** SOURCE DATA follows **

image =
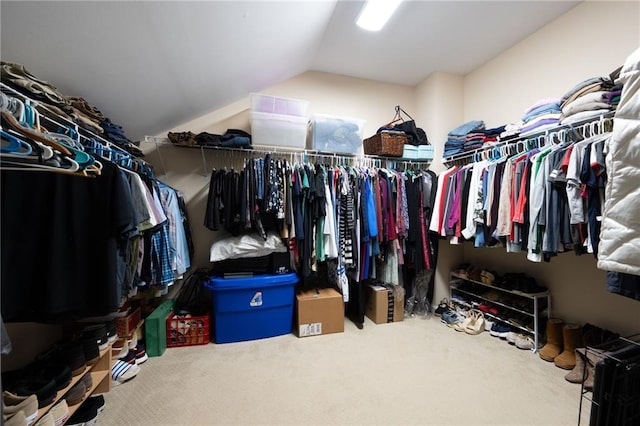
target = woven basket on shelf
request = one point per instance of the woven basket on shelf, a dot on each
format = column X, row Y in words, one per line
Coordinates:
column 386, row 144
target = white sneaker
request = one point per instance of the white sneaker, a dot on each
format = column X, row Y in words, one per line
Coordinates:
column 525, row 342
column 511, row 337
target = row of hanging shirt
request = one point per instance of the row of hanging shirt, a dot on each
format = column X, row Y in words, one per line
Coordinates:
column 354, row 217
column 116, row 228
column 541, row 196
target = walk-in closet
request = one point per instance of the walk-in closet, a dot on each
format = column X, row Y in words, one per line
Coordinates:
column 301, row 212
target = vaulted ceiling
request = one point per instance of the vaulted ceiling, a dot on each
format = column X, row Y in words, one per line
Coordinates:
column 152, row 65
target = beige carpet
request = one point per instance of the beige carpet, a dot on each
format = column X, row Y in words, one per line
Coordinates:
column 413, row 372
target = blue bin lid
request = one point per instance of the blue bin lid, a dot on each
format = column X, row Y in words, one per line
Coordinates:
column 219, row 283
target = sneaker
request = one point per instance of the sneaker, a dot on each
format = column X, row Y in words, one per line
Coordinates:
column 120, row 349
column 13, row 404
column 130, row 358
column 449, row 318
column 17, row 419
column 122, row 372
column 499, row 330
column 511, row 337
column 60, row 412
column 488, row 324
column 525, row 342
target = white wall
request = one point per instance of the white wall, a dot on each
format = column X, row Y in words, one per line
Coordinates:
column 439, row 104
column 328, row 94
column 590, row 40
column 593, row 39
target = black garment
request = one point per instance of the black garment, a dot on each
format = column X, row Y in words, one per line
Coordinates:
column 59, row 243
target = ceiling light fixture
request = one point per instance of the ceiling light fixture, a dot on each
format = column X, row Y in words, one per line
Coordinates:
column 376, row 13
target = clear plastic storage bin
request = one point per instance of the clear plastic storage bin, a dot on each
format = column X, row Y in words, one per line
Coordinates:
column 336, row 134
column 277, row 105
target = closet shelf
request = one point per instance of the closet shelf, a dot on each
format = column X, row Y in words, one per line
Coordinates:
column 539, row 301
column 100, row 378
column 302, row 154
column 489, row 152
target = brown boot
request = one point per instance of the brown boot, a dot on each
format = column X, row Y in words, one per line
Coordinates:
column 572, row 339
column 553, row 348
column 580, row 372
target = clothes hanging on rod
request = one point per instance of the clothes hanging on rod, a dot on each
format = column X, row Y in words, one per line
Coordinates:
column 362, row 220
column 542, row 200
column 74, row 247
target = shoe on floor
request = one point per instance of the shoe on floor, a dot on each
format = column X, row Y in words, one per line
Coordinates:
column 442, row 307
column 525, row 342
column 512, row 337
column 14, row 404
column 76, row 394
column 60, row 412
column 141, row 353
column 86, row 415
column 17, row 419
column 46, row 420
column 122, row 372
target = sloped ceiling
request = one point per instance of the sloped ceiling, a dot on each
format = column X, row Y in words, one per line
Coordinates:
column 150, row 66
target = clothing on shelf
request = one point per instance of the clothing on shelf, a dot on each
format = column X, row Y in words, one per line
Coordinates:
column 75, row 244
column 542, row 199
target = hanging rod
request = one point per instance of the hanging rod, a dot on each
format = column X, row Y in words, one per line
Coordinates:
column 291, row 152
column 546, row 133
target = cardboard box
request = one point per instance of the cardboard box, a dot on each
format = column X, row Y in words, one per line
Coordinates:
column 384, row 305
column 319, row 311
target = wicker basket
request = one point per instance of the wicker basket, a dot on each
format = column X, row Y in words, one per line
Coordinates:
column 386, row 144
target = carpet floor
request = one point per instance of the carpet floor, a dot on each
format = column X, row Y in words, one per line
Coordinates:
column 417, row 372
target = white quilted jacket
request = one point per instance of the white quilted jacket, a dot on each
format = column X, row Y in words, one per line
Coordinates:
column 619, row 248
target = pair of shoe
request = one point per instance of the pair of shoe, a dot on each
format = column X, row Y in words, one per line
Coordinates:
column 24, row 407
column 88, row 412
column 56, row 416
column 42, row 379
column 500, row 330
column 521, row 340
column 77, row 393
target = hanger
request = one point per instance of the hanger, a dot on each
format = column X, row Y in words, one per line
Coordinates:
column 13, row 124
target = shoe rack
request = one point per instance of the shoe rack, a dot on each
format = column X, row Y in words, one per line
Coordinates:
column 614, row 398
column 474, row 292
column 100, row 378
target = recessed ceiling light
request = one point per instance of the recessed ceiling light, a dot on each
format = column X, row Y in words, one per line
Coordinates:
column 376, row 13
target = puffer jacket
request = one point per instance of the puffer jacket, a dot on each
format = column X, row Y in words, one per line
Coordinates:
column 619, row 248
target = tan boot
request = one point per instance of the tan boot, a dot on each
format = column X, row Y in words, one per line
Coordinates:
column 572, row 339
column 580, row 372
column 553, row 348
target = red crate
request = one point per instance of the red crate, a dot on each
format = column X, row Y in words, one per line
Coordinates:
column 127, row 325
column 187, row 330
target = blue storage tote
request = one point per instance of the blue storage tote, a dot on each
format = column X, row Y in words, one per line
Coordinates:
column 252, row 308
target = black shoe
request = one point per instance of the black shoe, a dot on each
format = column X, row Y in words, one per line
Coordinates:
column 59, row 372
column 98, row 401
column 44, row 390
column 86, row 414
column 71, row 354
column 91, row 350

** End of SOURCE DATA **
** SOURCE DATA follows **

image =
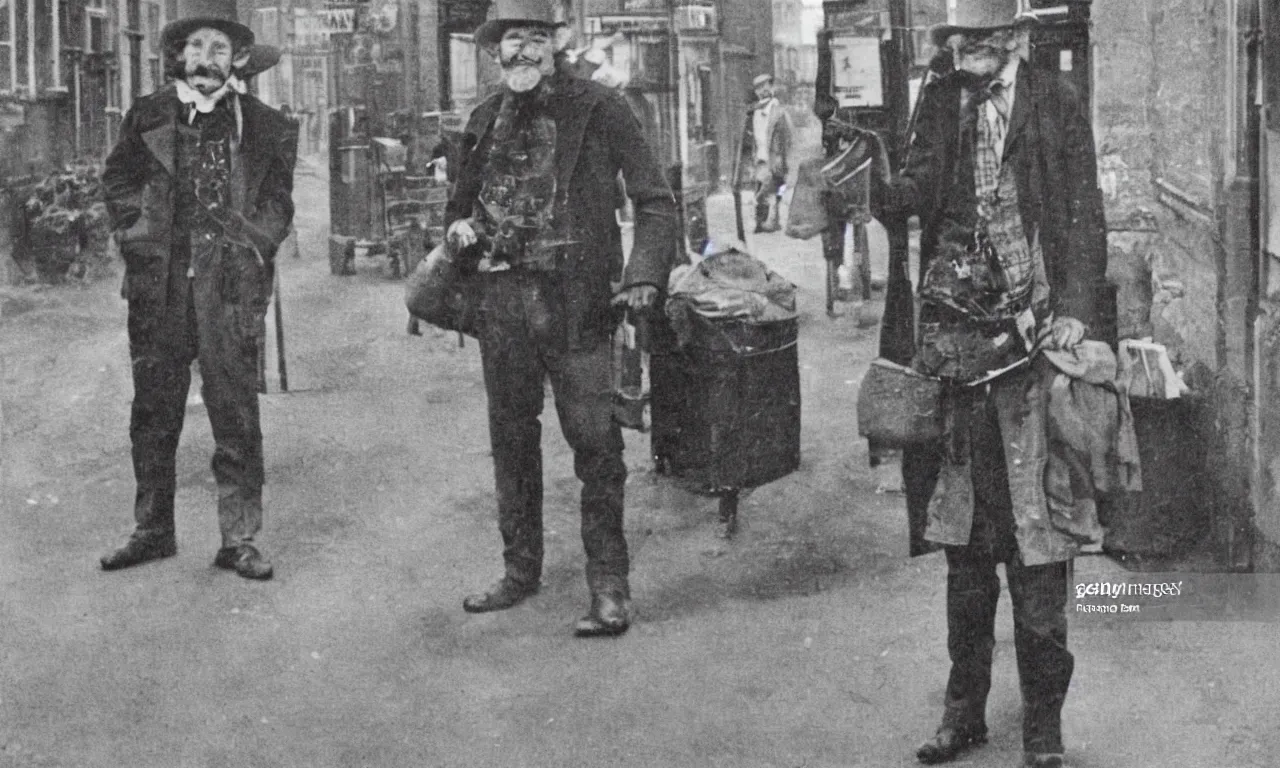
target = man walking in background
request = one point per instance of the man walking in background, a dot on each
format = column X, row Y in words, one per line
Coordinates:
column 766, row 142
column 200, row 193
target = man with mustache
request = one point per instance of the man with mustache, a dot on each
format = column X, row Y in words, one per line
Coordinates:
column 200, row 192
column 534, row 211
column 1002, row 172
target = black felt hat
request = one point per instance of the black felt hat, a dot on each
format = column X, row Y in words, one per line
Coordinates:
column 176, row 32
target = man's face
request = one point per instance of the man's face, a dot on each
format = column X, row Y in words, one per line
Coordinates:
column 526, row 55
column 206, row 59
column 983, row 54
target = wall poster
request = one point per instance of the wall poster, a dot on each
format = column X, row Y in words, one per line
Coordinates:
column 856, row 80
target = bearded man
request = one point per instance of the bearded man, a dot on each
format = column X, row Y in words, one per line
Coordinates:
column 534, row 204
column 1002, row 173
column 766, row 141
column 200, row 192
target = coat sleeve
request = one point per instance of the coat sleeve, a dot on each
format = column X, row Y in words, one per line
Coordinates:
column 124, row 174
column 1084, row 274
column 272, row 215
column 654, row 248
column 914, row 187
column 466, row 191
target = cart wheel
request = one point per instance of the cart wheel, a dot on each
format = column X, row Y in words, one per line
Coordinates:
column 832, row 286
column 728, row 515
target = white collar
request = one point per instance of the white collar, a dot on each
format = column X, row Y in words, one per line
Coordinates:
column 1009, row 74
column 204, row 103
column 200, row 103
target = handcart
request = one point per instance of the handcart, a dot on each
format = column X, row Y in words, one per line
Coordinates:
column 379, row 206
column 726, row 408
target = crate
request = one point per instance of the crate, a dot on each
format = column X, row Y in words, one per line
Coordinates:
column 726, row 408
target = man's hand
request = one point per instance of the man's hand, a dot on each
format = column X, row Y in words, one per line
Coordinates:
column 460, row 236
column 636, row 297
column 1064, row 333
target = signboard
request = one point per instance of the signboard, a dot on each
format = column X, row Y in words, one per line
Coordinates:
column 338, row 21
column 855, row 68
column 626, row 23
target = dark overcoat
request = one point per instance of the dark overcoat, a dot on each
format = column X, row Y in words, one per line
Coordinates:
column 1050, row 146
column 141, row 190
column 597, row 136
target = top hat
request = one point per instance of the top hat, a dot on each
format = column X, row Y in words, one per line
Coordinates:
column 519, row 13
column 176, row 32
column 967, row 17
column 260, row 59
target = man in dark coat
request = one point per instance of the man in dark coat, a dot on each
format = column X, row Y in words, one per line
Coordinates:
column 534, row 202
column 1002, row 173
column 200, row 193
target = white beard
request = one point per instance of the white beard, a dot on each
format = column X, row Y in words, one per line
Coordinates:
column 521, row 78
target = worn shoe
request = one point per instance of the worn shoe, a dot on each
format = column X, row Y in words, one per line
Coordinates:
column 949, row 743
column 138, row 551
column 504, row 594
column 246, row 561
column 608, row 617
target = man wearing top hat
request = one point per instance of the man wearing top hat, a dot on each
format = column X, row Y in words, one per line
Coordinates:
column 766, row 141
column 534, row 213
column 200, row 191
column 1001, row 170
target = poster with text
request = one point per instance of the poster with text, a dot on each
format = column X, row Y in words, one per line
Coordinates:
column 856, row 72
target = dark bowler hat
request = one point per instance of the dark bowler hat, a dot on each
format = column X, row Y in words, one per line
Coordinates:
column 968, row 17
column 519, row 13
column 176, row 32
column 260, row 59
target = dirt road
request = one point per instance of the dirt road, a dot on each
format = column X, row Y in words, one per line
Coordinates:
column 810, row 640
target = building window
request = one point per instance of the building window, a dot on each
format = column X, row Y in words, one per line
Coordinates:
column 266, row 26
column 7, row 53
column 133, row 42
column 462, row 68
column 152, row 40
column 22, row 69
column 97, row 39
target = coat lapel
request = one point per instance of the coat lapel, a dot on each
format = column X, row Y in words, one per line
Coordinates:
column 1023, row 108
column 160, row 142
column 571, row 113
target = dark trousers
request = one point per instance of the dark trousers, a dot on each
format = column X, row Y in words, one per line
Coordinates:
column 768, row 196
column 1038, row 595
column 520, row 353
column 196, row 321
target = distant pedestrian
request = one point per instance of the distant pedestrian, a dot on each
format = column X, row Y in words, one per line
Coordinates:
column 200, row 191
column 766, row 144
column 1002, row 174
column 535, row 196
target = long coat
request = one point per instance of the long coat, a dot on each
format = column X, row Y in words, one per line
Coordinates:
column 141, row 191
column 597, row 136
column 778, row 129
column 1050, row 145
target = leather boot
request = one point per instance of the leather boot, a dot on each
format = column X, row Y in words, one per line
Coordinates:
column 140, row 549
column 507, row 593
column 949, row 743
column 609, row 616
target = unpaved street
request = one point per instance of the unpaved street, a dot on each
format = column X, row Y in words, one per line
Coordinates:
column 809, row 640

** End of SOURCE DATA **
** SOURCE DATA follows **

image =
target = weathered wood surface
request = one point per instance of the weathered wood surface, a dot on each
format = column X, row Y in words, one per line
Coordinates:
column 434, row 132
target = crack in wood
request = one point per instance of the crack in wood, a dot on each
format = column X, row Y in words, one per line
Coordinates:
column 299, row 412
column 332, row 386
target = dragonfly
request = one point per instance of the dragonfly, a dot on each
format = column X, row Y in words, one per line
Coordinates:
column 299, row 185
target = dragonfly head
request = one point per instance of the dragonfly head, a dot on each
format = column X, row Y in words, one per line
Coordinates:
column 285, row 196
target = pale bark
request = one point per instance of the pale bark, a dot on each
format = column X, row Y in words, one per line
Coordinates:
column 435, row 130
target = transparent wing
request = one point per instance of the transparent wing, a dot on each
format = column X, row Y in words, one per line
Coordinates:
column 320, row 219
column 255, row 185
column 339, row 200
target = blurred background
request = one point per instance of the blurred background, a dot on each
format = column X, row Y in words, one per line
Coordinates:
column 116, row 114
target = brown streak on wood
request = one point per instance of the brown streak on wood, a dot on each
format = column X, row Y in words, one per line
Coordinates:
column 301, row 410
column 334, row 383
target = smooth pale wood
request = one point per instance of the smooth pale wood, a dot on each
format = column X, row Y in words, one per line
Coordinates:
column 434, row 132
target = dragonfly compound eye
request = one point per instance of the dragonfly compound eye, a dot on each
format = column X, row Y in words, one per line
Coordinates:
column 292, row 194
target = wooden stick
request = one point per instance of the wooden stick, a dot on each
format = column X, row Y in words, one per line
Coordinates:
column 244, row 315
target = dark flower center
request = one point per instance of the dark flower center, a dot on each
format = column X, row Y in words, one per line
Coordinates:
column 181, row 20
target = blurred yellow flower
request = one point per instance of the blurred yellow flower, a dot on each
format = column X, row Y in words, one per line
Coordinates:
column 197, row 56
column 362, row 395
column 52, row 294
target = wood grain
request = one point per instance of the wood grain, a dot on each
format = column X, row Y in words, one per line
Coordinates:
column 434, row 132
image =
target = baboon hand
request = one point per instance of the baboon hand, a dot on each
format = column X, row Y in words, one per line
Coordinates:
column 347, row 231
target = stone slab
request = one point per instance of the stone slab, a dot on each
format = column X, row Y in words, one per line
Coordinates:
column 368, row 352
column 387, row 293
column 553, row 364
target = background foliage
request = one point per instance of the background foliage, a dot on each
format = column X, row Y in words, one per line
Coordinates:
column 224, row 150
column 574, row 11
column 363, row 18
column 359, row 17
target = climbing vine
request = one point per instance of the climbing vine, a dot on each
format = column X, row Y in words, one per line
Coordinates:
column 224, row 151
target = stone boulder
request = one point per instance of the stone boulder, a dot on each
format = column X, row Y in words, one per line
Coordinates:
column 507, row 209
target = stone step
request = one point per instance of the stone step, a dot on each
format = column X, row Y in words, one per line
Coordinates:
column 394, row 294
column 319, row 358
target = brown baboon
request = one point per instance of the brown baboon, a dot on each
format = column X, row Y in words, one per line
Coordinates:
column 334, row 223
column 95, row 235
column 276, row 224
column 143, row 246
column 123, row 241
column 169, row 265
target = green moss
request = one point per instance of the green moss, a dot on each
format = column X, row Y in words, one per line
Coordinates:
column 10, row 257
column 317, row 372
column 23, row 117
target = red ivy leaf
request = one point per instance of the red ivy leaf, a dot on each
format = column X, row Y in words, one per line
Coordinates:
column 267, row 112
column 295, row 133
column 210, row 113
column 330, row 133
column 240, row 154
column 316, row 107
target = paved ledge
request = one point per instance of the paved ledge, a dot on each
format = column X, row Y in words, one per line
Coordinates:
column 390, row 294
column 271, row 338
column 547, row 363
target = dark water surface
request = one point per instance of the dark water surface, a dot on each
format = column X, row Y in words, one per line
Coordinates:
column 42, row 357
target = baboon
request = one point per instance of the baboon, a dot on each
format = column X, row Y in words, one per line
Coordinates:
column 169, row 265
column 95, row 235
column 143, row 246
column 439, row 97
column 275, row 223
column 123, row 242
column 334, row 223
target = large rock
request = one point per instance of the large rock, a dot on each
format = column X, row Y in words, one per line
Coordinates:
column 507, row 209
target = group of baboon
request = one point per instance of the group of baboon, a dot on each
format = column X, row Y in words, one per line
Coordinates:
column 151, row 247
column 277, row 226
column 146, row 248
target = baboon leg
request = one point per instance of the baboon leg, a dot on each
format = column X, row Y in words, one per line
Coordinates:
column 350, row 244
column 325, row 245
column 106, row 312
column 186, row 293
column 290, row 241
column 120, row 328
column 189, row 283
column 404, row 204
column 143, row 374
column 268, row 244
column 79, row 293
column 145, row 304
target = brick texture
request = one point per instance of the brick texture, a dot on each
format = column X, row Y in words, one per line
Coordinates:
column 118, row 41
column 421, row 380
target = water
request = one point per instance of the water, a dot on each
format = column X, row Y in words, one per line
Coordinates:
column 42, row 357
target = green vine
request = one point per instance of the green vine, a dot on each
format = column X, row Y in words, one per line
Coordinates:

** End of SOURCE DATA **

> ACTIVITY
In the entries above, find the line holding "target = wooden stick" and the line holding "target = blurred yellow flower", then retype exactly those two lines and every line between them, and nothing else.

> ANSWER FOR THIS EXERCISE
target = wooden stick
request = one point per instance of the wooden stick, a dot on each
format = column X, row Y in words, one per line
Coordinates:
column 244, row 315
target = dark flower center
request = one point per instance of the dark flower center, a dot on each
format = column X, row Y in words, one per line
Coordinates:
column 181, row 20
target = blurred yellow flower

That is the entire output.